__Source text__:
= Beginning of Section =

“Biographies describe a man intent on making his fortune and not afraid of skating near the edge to do so. At one point, according to Politico, federal investigators found that Frederick used various accounting measures to collect an extra $15 million in rent (in today’s dollars) from a government housing program, on top of paying himself a large “architect’s fee.” He was hauled before investigating committees on at least two occasions, apparently was arrested at a K.K.K. rally in Queens (though it’s not clear he was a member), got involved in a slush fund scandal with Robert Wagner and faced discrimination allegations.”
—New York Times columnist David Brooks arguing that Donald Trump, Jr.’s conduct in holding the controversial meeting with some Russians and Russian-Americans to acquire useful negative information about Hillary Clinton for his father’s campaign came about because his family is just no damn good, as shown by the conduct of Fred Trump, the President’s storied father.
Unlike some commentators, I have no ethical problem with Brooks’ basic thesis. Culture molds ethics, children are influenced by the conduct and values modeled by their parents, and I have pointed out too many times to count that Donald Trump doesn’t know ethics from a merry-go-round, and appears to have no conventionally functioning ethics alarms at all. It makes perfect sense that Donald Jr. would grow up similarly handicapped.
However, Brooks’ evidence that Trump family patriarch Fred Trump was corrupt and without scruples is all innuendo and supposition, and thus dishonest, incompetent, and unfair. Let’s examine the components of Brooks’ attack:
- “federal investigators found that Frederick used various accounting measures to collect an extra $15 million in rent (in today’s dollars) from a government housing program, “
Were the accounting measures illegal? Apparently not. Was the “architect’s fee”? I guess not: Fred wasn’t indicted or prosecuted. Being investigated by the feds does not prove or indicate wrongdoing. Maybe Fred was cheating; I wouldn’t be surprised. But Brooks has no facts to support that assumption, just a pejorative characterizations.
- “He was hauled before investigating committees on at least two occasions…”
I love the “hauled.” Being asked to testify isn’t evidence of wrongdoing either. Continue reading







By fortune’s smiles, I was able to finally meet Charlie last week face to face, as he kindly alerted me that he would be passing through my neighborhood. Finally having personal contact with an Ethics Alarms reader is always a revealing and enjoyable experience, and this time especially so. I think you would all enjoy Charlie; I certainly did. Maybe I need to hold an Ethics Alarms convention.
Here is his Comment of the Day on the post, Comment Of The Day: “No, Insurance Companies Treating People With Pre-Existing Conditions Differently From Other Customers Is Not ‘Discrimination’.”
…The claim that “a free market system” and “freedom of choice” is the solution to all that ails us is a mindless mantra that is only occasionally true, but not always.

= End of Section =

__Activity list__:
1. In the Ethics Alarms text, how much extra rent, in today's dollars, did federal investigators find Frederick collected from a government housing program?
2. Put this sentence from the Ethics Alarms text into Spanish: "Being asked to testify isn't evidence of wrongdoing either."
3. Write a few more sentences of the Ethics Alarms text, picking up right after its last line about the free-market mantra.
The data has nothing to do with the Ethics Alarms text and isn't used here.

__Input data__:

= Beginning of Section =

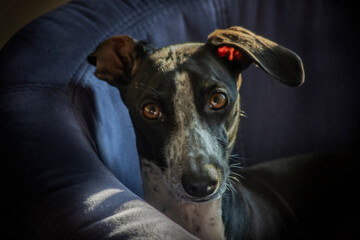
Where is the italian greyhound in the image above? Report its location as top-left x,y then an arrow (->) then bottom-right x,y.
88,26 -> 358,240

= End of Section =

__Task responses__:
1. An extra $15 million.

2. Que a uno le pidan testificar tampoco es prueba de haber actuado mal.

3.
It’s important to be clear about when free market solutions are good, and when they are not. It’s not all that hard to sort out. Basically:
Free market solutions ought to be the presumptive default. Unless there is good reason to the contrary, they ought to be the rule.
1. Exception Number 1: Natural monopolies. It makes no sense to have competition for municipal water supplies; airports; multiple-gauge railroads; fishing grounds; groundwater; or police departments. The basic reason is the putative economic benefit is either simply not there, or is absurdly overwhelmed by the social confusion engendered by multiple suppliers.
In these cases, a form of regulated monopoly is desirable. (By the way, the airline industry at a national level is precisely this kind of market; we do not have too little competition there, but too little regulation).
2. Exception Number 2a: Wallet-driven market power monopolies. It’s strategy 101 in business schools that the way to be successful is to be #1 or #2, and the best way to do that is to get more market share than your competition, so you can drive them out of business. The one guaranteed way to do that is to cut prices so low that no one else can compete. Think Walmart. Think Amazon. Think Japanese in the 60s and 70s in any industry.
The reason we have anti-monopoly laws is to reset the playing field when a competitor dominates the market too strongly.
3. Exception Number 2b: Product-driven market power monopolies. Where the product is so obscure, expensive, infinitely variable, and difficult to understand that the producers are de facto in control, because it is too confusing and too dangerous to challenge them.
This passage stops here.